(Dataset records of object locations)
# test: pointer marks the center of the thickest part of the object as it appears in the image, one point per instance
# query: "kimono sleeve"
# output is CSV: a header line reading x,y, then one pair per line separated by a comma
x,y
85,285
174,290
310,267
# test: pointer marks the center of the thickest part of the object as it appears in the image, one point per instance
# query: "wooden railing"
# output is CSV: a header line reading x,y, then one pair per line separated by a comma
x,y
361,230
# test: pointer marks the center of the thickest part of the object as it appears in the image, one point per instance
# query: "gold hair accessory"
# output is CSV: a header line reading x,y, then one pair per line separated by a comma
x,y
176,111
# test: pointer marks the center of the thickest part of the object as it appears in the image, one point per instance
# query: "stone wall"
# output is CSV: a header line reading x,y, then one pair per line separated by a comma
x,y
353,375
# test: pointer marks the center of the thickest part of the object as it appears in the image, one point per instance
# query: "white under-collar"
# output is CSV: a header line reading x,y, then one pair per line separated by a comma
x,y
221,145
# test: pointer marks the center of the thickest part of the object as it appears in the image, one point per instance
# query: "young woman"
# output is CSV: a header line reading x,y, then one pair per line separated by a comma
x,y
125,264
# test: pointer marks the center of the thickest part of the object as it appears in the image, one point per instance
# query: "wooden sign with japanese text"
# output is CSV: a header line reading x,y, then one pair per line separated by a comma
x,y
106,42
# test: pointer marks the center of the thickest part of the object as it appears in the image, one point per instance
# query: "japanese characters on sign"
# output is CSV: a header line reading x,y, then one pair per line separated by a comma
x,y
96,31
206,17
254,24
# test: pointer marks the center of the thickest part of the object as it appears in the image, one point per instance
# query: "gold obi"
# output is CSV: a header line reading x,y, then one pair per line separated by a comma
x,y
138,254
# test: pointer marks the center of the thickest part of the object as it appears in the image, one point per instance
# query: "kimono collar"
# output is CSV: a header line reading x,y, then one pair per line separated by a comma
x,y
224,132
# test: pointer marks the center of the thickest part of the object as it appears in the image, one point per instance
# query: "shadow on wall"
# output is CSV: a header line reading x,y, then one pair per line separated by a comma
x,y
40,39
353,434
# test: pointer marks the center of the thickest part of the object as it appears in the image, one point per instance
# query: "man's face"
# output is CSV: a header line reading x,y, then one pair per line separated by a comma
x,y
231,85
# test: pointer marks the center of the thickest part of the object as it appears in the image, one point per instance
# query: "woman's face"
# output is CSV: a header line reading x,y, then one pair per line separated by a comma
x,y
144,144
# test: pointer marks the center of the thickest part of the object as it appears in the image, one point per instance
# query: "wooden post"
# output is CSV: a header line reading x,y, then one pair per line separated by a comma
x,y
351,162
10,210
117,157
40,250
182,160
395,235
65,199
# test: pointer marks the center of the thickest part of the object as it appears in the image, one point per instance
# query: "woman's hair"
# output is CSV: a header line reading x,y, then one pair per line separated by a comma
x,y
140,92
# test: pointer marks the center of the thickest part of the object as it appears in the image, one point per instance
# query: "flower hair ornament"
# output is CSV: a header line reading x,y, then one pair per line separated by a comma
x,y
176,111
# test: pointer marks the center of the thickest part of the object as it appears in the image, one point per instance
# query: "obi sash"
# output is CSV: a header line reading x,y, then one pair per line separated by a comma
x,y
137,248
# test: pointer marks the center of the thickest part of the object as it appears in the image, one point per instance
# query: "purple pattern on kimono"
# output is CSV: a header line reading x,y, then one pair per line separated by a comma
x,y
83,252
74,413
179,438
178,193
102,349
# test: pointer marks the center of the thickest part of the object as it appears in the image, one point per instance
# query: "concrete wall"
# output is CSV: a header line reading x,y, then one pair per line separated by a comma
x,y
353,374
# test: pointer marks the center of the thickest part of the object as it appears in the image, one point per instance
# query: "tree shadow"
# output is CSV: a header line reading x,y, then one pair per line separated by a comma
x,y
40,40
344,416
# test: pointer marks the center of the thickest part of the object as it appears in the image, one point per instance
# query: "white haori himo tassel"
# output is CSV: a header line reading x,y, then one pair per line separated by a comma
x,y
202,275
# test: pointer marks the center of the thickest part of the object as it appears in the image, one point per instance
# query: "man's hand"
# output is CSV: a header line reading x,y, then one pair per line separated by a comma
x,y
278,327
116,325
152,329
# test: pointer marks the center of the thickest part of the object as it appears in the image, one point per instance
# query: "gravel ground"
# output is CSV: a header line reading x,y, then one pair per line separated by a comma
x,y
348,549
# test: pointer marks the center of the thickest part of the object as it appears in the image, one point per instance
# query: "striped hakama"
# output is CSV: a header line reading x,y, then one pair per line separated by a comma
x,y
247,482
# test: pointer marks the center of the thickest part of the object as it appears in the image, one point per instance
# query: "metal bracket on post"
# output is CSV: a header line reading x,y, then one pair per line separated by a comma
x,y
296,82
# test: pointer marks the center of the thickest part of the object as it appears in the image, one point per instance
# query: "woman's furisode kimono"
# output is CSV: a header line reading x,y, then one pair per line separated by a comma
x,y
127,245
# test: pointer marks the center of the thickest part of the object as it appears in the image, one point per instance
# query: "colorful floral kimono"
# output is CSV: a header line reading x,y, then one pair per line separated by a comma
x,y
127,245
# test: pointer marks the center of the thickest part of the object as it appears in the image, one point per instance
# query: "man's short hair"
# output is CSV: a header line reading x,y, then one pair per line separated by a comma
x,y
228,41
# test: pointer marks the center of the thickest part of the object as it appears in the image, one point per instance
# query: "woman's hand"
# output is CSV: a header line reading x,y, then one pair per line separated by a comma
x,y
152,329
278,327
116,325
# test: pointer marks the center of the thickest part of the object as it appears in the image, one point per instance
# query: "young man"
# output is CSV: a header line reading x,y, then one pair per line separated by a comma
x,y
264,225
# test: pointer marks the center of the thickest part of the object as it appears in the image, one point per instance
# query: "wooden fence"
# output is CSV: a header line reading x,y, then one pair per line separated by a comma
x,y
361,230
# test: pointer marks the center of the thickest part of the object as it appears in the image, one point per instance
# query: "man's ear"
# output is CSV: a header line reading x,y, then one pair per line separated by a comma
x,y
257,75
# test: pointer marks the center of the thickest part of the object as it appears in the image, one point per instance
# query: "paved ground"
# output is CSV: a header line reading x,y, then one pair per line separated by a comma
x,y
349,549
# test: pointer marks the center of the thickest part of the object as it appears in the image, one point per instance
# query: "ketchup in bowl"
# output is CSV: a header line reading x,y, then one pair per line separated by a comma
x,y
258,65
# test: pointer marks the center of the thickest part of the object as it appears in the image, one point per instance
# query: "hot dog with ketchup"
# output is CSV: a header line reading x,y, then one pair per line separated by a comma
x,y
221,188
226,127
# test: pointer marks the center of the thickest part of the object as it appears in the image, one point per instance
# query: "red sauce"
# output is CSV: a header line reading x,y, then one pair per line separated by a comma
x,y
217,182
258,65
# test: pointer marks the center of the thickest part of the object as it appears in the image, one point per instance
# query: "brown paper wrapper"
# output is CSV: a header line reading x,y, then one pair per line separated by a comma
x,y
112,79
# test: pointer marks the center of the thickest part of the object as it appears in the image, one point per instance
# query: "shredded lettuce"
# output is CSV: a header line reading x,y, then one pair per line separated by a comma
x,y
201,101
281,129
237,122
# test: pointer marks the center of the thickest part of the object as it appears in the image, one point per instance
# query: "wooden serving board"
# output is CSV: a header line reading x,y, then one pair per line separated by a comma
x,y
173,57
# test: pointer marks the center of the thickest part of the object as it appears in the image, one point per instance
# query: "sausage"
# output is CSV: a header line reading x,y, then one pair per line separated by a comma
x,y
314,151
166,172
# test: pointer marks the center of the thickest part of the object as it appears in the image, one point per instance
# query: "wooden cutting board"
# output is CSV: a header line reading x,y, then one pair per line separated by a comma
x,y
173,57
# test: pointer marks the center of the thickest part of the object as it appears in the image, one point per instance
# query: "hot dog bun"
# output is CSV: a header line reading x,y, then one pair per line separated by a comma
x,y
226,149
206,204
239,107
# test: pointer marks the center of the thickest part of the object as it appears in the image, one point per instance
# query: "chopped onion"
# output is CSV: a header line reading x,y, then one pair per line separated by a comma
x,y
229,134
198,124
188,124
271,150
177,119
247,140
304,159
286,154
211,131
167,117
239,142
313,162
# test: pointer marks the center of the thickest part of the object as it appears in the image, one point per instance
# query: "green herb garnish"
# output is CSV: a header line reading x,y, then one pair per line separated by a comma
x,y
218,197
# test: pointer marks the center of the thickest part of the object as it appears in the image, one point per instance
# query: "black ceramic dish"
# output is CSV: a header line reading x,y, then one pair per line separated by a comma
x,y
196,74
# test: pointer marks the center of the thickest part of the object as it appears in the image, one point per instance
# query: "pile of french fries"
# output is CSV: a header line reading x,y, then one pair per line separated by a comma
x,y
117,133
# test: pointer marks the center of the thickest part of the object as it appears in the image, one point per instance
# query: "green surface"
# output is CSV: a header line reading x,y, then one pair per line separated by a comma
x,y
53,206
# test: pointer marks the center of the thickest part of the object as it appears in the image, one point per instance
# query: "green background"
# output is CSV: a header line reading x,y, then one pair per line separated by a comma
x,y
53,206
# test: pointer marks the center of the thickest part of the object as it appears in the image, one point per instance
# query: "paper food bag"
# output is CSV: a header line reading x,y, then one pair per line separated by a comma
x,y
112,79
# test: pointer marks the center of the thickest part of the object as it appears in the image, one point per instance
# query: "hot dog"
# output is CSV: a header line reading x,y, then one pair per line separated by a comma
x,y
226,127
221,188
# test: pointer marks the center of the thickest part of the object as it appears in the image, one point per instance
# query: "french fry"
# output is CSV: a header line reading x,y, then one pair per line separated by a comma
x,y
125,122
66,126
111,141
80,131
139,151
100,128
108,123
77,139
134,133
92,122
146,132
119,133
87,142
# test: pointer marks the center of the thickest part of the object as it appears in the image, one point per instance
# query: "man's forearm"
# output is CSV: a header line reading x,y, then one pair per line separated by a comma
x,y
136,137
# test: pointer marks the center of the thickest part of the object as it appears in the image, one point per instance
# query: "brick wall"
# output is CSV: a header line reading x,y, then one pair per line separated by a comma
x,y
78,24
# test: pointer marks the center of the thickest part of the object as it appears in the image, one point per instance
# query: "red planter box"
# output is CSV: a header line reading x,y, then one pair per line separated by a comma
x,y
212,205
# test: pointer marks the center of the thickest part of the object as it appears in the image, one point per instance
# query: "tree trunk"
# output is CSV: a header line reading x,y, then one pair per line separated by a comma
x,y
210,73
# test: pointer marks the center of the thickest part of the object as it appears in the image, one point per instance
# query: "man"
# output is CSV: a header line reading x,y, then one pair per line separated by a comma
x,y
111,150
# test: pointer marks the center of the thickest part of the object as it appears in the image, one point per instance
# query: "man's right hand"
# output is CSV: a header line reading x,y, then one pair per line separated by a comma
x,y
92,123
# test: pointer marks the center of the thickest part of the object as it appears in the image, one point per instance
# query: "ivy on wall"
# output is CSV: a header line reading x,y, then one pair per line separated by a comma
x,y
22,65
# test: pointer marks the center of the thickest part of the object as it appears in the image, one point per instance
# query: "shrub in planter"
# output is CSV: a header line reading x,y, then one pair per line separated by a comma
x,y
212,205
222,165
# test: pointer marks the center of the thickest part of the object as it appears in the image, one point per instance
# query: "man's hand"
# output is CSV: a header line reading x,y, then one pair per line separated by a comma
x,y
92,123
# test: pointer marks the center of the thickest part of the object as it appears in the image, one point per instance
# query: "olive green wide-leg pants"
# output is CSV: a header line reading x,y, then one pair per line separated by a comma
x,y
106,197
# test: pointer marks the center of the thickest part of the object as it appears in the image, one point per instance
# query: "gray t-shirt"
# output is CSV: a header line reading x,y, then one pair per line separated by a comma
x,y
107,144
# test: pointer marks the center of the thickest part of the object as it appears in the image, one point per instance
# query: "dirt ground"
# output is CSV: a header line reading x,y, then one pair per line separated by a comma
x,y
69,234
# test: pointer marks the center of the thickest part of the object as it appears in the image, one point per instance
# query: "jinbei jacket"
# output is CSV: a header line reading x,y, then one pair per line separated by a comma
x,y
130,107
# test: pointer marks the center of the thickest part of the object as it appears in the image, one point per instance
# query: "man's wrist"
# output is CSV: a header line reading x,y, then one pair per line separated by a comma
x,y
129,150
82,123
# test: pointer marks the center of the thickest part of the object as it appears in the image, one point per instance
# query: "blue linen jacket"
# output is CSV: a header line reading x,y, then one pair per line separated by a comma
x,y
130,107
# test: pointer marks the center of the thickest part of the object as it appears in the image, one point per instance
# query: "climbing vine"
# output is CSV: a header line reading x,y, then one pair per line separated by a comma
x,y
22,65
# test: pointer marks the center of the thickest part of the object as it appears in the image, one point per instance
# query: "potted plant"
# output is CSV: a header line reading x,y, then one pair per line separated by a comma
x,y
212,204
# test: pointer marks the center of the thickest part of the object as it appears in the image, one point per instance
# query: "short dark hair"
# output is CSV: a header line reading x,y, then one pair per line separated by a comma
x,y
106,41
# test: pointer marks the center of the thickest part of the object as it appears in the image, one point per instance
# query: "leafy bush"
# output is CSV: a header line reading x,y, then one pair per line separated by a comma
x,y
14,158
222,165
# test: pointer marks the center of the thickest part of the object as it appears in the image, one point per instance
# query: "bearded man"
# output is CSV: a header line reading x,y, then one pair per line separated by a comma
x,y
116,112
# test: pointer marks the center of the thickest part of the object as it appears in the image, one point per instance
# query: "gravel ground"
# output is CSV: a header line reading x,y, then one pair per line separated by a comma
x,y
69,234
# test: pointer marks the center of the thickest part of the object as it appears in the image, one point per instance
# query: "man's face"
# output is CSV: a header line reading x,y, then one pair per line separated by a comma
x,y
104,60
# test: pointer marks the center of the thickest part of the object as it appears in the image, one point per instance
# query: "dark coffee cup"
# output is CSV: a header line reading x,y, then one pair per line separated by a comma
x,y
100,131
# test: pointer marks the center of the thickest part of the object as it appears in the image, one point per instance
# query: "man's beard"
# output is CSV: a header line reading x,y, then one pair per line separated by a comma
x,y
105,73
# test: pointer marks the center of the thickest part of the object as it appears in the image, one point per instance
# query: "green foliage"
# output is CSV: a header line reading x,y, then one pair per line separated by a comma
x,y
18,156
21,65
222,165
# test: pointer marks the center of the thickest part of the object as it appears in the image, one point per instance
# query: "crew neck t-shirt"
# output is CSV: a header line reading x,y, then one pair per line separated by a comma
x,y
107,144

**EXERCISE TASK**.
Please report each line in the entries above that contains the string "with". Case counts, so a match must have the same capitalization.

**RESULT FOR THIS EXERCISE**.
# query: "wooden sign with japanese text"
# query: "hot dog with ketchup"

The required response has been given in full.